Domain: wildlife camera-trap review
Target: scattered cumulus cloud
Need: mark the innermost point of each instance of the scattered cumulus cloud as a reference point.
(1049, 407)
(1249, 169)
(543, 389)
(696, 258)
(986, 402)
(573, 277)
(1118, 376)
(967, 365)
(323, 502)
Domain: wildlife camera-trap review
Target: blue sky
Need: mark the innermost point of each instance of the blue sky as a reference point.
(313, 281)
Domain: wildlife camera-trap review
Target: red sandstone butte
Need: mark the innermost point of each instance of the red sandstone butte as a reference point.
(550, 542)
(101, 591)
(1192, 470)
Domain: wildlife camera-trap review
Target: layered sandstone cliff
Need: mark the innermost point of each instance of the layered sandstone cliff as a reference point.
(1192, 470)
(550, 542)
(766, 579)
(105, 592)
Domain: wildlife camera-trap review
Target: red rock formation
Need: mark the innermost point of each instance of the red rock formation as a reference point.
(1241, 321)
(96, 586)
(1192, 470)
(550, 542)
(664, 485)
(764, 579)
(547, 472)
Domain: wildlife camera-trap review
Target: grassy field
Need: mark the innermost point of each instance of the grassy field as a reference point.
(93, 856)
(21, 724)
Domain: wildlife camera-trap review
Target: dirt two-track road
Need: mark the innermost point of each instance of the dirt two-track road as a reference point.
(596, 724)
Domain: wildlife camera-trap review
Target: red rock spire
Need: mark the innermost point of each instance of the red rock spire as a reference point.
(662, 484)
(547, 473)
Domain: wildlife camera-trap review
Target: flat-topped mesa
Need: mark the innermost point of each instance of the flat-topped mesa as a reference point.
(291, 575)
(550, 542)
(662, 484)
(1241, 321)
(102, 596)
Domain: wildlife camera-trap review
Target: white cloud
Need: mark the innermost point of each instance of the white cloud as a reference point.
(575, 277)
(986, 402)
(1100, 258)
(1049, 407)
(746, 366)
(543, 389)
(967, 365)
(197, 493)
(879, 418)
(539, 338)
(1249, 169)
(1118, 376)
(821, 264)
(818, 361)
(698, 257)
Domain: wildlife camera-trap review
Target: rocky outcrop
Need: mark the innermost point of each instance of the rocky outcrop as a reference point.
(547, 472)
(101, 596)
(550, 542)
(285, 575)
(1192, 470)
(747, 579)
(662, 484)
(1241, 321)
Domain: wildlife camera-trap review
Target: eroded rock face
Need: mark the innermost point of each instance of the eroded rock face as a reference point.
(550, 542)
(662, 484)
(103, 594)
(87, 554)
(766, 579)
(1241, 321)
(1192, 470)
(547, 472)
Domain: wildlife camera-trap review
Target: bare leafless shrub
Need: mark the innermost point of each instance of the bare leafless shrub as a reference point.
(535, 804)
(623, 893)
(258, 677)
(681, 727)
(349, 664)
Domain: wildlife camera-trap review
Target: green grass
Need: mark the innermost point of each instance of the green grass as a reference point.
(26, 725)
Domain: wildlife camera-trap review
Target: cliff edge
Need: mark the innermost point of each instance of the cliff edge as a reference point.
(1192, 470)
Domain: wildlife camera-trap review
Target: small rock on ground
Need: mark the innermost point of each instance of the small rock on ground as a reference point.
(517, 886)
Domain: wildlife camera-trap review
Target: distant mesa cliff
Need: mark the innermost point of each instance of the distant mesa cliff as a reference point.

Stated exercise:
The records above are to be repeated exactly, in their entirety.

Solution to this problem:
Domain: wildlife camera-trap review
Target: scattered cumulus cloud
Need: mark the innermost point of each instance of the scattered cumulus cloud as a reference point.
(1049, 407)
(1249, 169)
(543, 389)
(696, 258)
(986, 402)
(573, 277)
(1118, 376)
(967, 365)
(323, 502)
Domain: wildlife camera-trap review
Target: blue sky
Need: mark the innermost point of each instance of the blue sky as a reference point.
(313, 281)
Domain: wildlife camera-trap review
Target: red sandstone butte
Need: mark the innermost point of each instance of the red sandstone butte as a reference point.
(550, 542)
(101, 591)
(1192, 470)
Domain: wildlife camera-trap review
Target: layered sandstone cliff
Need: mark the innermost point of each instance of the layered sandstone cliff as a reference point.
(1192, 470)
(550, 542)
(766, 579)
(105, 592)
Domain: wildlife camera-trap review
Target: red rock formation
Need: mark the innermost point of each instance of the red rock formation as a reference point.
(1241, 321)
(96, 586)
(1192, 470)
(550, 542)
(664, 485)
(764, 579)
(547, 472)
Domain: wildlife camera-trap review
Target: grassy field
Need: mark the innermost point of each instance of the grassy field as a reference point.
(93, 856)
(21, 724)
Domain: wildlife camera-trap review
Target: dirt two-track road
Need: mark the innermost point of each instance of the dirt two-track road as a reference point.
(596, 724)
Domain: wildlife camera-trap review
Target: red rock spire
Need: mark the innermost point of each instance of the red rock spire as a reference point.
(662, 484)
(547, 473)
Domain: wildlife camera-trap review
Target: flat-topped mesa
Need: mark the innermost point of each instance of the flat-topped mesa as a reference point.
(291, 575)
(550, 542)
(662, 484)
(1241, 321)
(102, 596)
Domain: wildlife camera-trap review
Target: white cloud
Need: mark the innermost point of each instance of the white cloud as a reference point.
(575, 277)
(986, 402)
(1100, 258)
(1049, 407)
(746, 366)
(543, 389)
(967, 365)
(197, 493)
(879, 418)
(539, 338)
(1249, 169)
(1118, 376)
(821, 264)
(818, 361)
(698, 257)
Domain: wildlife camera-trap review
Target: rocky outcrop
Need: mark the innermost point of each instance of the rocky outcrop as a reference point.
(547, 472)
(101, 596)
(550, 542)
(285, 575)
(1192, 470)
(747, 579)
(662, 484)
(1241, 321)
Domain: wildlife camera-trap review
Target: eroded rock face
Need: mark the innermost point of each instance of the eroded rock face as a reference point.
(550, 542)
(662, 484)
(103, 594)
(87, 554)
(766, 579)
(1241, 321)
(1192, 470)
(547, 472)
Domain: wildlife camera-trap review
Target: bare leafless shrub
Need: mark the innermost point of each instance of the bare leafless shrub as a reference point.
(535, 804)
(623, 893)
(258, 677)
(681, 727)
(349, 664)
Domain: wildlife camera-trap review
Target: green grass
Need: mark the innermost point of each instance of the green grass as a reference point.
(26, 725)
Domain: wildlife camera-trap review
Target: cliff edge
Need: mark the innermost point of each instance of the cliff edge as a reference point.
(1192, 470)
Domain: wildlife camera-trap review
Target: small rock on ground
Need: mark the innermost point of each instance of the small rock on ground as a reference point.
(517, 886)
Domain: wildlife camera-trap review
Target: distant mesa cliff
Need: mark the innermost point of each instance of the distant mesa cliff as a reference point.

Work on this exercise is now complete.